**Page extract:**

Grace Performance Tuning Guide#

Introduction#

The NVIDIA® Grace™ CPU is the first data center CPU designed by NVIDIA. The Grace CPU has 72 high-performance and power efficient Arm Neoverse V2 Cores that are connected with a high-performance NVIDIA Scalable Coherency Fabric and server-class LPDDR5X memory.

The NVIDIA Gracce CPU portfolio includes the NVIDIA Grace CPU Superchip, which is the heart of a dual-socket server with 144 Arm Neoverse V2 cores and up to 960GB of LPDD5X memory in a single compact module that requires only 500W for the CPU and memory. To provide additional flexibility, the Grace CPU C1 delivers incredible performance in a single socket configuration that is optimized for cloud, storage, edge, and telco deployments, and delivers up to two times the performance per watt of conventional x86 servers.

The Grace CPU can also be found in the NVIDIA GH200 Grace Hopper™ Superchip -based architecture. The Grace Hopper Superchip pairs the Grace CPU with an NVIDIA Hopper™ GPU to maximize the capabilities for high performance accelerated computing, data processing and generative AI workloads. The NVLink®-C2C connects the CPU and GPU with seven times the bandwidth of PCIe Gen 5 x16 and provides memory coherency to simplify programming. The Grace Hopper Superchip also powers the NVIDIA GH200 NVL2 that fully connects two Grace Hopper Superchips with NVLink.

_images/grace_cpu_superchip.png

NVIDIA Grace CPU Superchip#

The following table provides the NVIDIA Grace CPU Superchip specfications.

NVIDIA Grace CPU Superchip Specifications#

NVIDIA Grace CPU C1

NVIDIA Grace CPU Superchip

Configuration

1x Grace CPU

2x Grace CPU

Core Count

72 Arm Neoverse V2 Cores with 4x 128b SVE2 per core

144 Arm Neoverse V2 Cores with 4x 128b SVE2 per core

L1 cache

64KB i-cache + 64KB d-cache per core

64KB i-cache + 64KB d-cache per core

L2 cache

1MB per core

1MB per core

L3 cache

114MB

228MB

LPDDR5X size

120GB, 240GB, and 480GB on-module memory options available

240GB, 480GB, and 960GB options available

Memory bandwidth

  • Up to 384 GB/s for 480GB

  • Up to 512 GB/s for 120GB, 240GB

  • Up to 768 GB/s for 960GB

  • Up to 1024 GB/s for 240GB, 480GB

NVLink-C2C bandwidth

n/a

Up to 900 GB/s

PCIe Links

Up to 4x PCIe Gen 5x16 with option to bifurcate

Up to 8x PCIe Gen 5 x16 with option to bifurcate

The following table provides the GH200 Grace Hopper Superchip specfications.

**Raw records:**

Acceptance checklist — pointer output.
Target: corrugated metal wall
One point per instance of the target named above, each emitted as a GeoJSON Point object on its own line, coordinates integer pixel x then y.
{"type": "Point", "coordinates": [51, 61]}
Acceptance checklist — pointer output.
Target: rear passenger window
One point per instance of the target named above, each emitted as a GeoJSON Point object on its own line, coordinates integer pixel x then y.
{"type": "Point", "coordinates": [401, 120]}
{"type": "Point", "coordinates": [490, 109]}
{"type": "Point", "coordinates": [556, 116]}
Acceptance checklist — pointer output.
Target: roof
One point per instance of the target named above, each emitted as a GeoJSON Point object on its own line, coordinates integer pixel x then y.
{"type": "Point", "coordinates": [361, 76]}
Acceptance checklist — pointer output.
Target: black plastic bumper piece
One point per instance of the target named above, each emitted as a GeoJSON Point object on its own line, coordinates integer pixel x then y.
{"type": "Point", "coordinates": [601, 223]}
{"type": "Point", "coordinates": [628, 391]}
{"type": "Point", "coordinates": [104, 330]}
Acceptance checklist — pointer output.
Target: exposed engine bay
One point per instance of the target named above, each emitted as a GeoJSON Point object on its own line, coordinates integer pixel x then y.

**Exercise description:** Continue the Grace CPU tuning guide from its last sentence.

**Task result:**
NVIDIA GH200 Grace Hopper Superchip Specifications#

NVIDIA GH200 Grace Hopper Superchip

NVIDIA GH200 NVL2

Configuration

1x Grace CPU and 1x Hopper GPU

2x Grace CPU and 2x Hopper GPU

Core Count

72 Arm Neoverse V2 Cores with 4x 128b SVE2 per core

144 Arm Neoverse V2 Cores with 4x 128b SVE2 per core

CPU Memory Capacity

Up to 480 GB LPDDR5X

Up to 960 GB LPDDR5X

CPU Memory Bandwidth

Up to 500 GB/s

Up to 1 TB/s

GPU Memory Capacity

96GB HBM3 | 144 GB HBM3e

Up to 288 GB HBM3e

GPU Memory Bandwidth

Up to 4 TB/s | Up to 4.9 TB/s

Up to 9.8 TB/s

NVLInk Bandwidth

n/a

Up to 900 GB/s

High-Performance Architecture#

The Grace CPU delivers high, single-threaded performance, high memory bandwidth, and outstanding data movement capabilities with leadership performance per watt. To enable the Grace CPU Superchip, these design goals required the development of several innovations.

The Grace Hopper CPU+GPU Superchip combines high performance of the Grace CPU with world-class GPU performance of the NVIDIA H100 GPU.

Scale Cores and Bandwidth with NVIDIA Scalable Coherency Fabric#

NVIDIA Scalable Coherency Fabric (SCF), shown in the Overview of the Grace + Hopper Superchip System graphic is a mesh fabric and distributed cache architecture that is designed by NVIDIA to scale cores and bandwidth. To keep data flowing between the CPU cores, NVLink-C2C, memory, and system IO, SCF provides over 3.2 TB/s of total bisection bandwidth.

The CPU cores and SCF cache partitions are distributed throughout the mesh, and the Cache Switch Nodes route data through the fabric and serve as interfaces between the CPU, cache memory, and system IOs. A Grace CPU Superchip has 234 MB of distributed L3 cache across the two chips.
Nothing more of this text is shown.